WHAT YOU HAVE TO DO
Only lines with the word "plant" are wanted; copy each of them from the listing below.

INPUT RECORDS
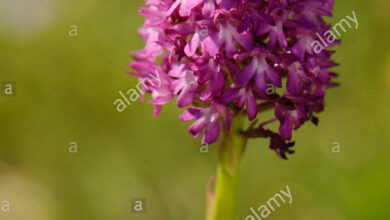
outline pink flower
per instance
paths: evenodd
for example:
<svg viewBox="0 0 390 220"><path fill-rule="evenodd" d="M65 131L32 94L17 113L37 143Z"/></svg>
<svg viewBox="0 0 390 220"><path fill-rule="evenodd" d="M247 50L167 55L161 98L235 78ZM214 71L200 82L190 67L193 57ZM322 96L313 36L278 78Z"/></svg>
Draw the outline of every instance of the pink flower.
<svg viewBox="0 0 390 220"><path fill-rule="evenodd" d="M147 0L146 5L139 29L146 45L131 53L135 71L129 73L152 94L148 103L155 115L177 97L178 107L189 107L180 119L195 120L189 132L199 137L204 131L203 143L211 144L222 127L230 128L232 114L246 111L253 124L243 134L270 138L270 148L282 158L293 152L293 130L307 121L317 124L315 114L323 111L336 74L329 71L333 52L316 53L312 43L329 30L324 16L332 15L333 0ZM153 73L158 75L150 79ZM272 108L274 118L265 121L262 112ZM256 118L265 122L256 127ZM277 132L266 128L273 122L280 123Z"/></svg>

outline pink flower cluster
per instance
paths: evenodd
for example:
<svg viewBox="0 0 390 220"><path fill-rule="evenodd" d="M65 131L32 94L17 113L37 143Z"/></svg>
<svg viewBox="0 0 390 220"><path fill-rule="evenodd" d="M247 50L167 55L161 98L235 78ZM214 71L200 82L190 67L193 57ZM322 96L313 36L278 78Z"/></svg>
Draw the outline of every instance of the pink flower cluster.
<svg viewBox="0 0 390 220"><path fill-rule="evenodd" d="M146 0L140 9L146 21L139 34L143 50L132 52L130 74L144 80L150 73L159 86L146 83L144 93L161 107L177 96L180 116L195 120L194 137L204 131L203 143L218 140L241 110L255 121L264 106L275 118L243 135L269 137L279 156L293 153L292 131L324 108L326 89L336 74L332 51L314 53L316 33L330 29L333 0ZM338 42L335 42L337 44ZM269 93L269 88L275 92ZM267 108L269 109L269 108ZM266 124L279 121L279 131Z"/></svg>

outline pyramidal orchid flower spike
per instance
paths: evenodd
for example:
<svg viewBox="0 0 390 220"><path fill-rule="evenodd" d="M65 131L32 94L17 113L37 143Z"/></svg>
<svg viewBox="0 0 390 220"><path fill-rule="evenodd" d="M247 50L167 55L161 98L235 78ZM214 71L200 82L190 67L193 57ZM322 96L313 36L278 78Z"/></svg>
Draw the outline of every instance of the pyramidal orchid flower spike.
<svg viewBox="0 0 390 220"><path fill-rule="evenodd" d="M189 133L203 134L203 144L221 143L208 219L234 219L226 210L234 210L227 201L235 198L239 165L231 159L240 161L247 139L269 138L270 149L287 159L293 131L317 125L326 90L337 85L333 51L313 49L318 33L330 29L324 17L332 9L333 0L146 0L141 7L146 45L131 53L129 73L151 93L154 116L176 98L185 108L179 118L193 121ZM267 110L273 118L263 116Z"/></svg>

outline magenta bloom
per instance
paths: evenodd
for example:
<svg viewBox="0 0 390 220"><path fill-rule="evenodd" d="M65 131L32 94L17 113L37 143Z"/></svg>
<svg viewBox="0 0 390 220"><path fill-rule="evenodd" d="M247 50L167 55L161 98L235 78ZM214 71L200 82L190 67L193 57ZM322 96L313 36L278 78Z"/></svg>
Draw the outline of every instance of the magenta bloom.
<svg viewBox="0 0 390 220"><path fill-rule="evenodd" d="M317 33L330 28L323 17L332 16L333 0L146 0L146 5L139 29L146 46L132 53L135 71L129 73L152 94L148 102L155 116L177 97L178 107L189 107L180 119L195 120L189 132L195 138L203 132L203 144L211 144L244 111L254 124L243 135L269 137L282 158L293 153L293 130L307 121L317 124L326 90L336 85L329 71L336 65L333 52L313 49ZM269 109L274 118L266 119L262 112ZM256 127L258 121L264 123ZM266 127L273 122L280 123L278 131Z"/></svg>

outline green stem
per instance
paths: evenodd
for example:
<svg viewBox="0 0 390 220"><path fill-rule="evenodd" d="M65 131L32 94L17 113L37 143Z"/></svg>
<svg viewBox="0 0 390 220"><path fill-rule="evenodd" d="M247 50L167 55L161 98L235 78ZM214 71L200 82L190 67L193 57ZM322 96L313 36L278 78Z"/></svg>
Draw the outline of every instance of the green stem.
<svg viewBox="0 0 390 220"><path fill-rule="evenodd" d="M237 191L246 138L240 135L243 117L234 118L230 132L224 132L219 146L215 195L209 193L207 220L234 220Z"/></svg>

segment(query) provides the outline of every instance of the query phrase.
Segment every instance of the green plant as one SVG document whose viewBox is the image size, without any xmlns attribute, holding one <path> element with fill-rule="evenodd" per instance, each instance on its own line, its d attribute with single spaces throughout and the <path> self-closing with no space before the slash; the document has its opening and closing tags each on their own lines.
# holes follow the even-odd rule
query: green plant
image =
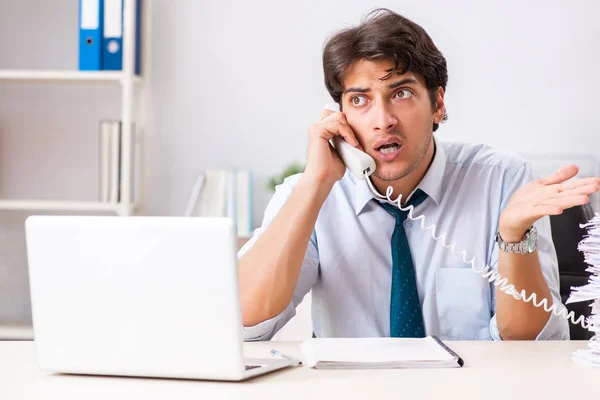
<svg viewBox="0 0 600 400">
<path fill-rule="evenodd" d="M 298 174 L 300 172 L 304 172 L 303 164 L 300 164 L 299 162 L 293 162 L 291 164 L 288 164 L 284 168 L 283 172 L 281 172 L 281 174 L 274 175 L 269 178 L 269 181 L 267 182 L 267 187 L 271 192 L 274 192 L 275 186 L 282 184 L 285 178 L 291 175 Z"/>
</svg>

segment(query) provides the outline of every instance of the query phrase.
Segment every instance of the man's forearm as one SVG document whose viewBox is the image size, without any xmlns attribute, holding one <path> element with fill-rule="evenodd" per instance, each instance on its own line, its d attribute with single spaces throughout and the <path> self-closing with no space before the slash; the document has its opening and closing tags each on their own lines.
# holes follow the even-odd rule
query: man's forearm
<svg viewBox="0 0 600 400">
<path fill-rule="evenodd" d="M 300 178 L 286 204 L 239 260 L 244 326 L 281 313 L 290 303 L 319 211 L 331 186 Z"/>
<path fill-rule="evenodd" d="M 550 288 L 542 274 L 538 252 L 512 254 L 498 251 L 498 272 L 514 285 L 518 292 L 525 289 L 527 295 L 537 294 L 537 301 L 545 298 L 552 304 Z M 498 287 L 499 288 L 499 287 Z M 550 313 L 532 302 L 516 300 L 496 288 L 496 321 L 504 340 L 535 339 L 546 325 Z"/>
<path fill-rule="evenodd" d="M 511 178 L 530 177 L 529 164 L 521 166 Z M 577 175 L 576 165 L 566 165 L 553 174 L 520 187 L 500 214 L 498 231 L 507 243 L 521 241 L 529 228 L 541 218 L 559 215 L 564 210 L 589 203 L 589 195 L 599 190 L 600 178 L 570 180 Z M 549 221 L 547 222 L 549 223 Z M 547 234 L 550 235 L 548 226 Z M 527 255 L 498 252 L 498 271 L 518 290 L 536 293 L 537 302 L 553 304 L 552 293 L 540 267 L 537 252 Z M 515 300 L 496 289 L 496 320 L 503 339 L 535 339 L 550 313 L 531 303 Z"/>
</svg>

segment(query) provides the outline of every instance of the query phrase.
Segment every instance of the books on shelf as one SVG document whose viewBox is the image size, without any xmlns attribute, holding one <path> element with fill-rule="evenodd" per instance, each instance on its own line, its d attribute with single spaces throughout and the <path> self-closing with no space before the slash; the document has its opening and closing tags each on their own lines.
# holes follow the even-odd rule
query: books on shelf
<svg viewBox="0 0 600 400">
<path fill-rule="evenodd" d="M 600 213 L 586 224 L 587 235 L 579 243 L 579 251 L 584 253 L 584 260 L 589 265 L 586 271 L 590 273 L 587 285 L 571 288 L 567 304 L 593 300 L 592 312 L 586 319 L 588 330 L 594 334 L 589 340 L 586 350 L 573 353 L 573 360 L 579 364 L 600 367 Z"/>
<path fill-rule="evenodd" d="M 100 122 L 99 129 L 99 148 L 100 148 L 100 165 L 99 165 L 99 182 L 100 201 L 108 203 L 110 199 L 110 166 L 111 160 L 111 143 L 112 143 L 112 126 L 109 123 Z"/>
<path fill-rule="evenodd" d="M 185 216 L 231 218 L 238 235 L 250 235 L 252 172 L 243 168 L 201 171 L 192 187 Z"/>
<path fill-rule="evenodd" d="M 252 174 L 250 170 L 238 169 L 235 171 L 234 192 L 238 234 L 249 236 L 252 234 Z"/>
<path fill-rule="evenodd" d="M 135 125 L 131 129 L 135 138 Z M 121 160 L 121 147 L 123 132 L 121 121 L 102 120 L 99 123 L 99 181 L 100 201 L 103 203 L 119 203 L 121 197 L 121 181 L 123 163 Z M 133 201 L 134 176 L 135 176 L 136 140 L 131 140 L 131 168 L 130 168 L 130 200 Z"/>
</svg>

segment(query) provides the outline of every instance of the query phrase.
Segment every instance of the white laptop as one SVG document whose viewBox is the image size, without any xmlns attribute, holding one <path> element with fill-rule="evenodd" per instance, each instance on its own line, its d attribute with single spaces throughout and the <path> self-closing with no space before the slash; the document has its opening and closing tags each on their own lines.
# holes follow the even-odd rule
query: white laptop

ANSWER TO THE PROBLEM
Segment every instance of the green plant as one SVG document whose viewBox is the image size, without any xmlns attribute, holding one <path> element with fill-rule="evenodd" per instance, each instance on its own line, its d attribute with single spaces throughout and the <path> self-closing with no space before the slash; the document has its opening and closing tags each on their own lines.
query: green plant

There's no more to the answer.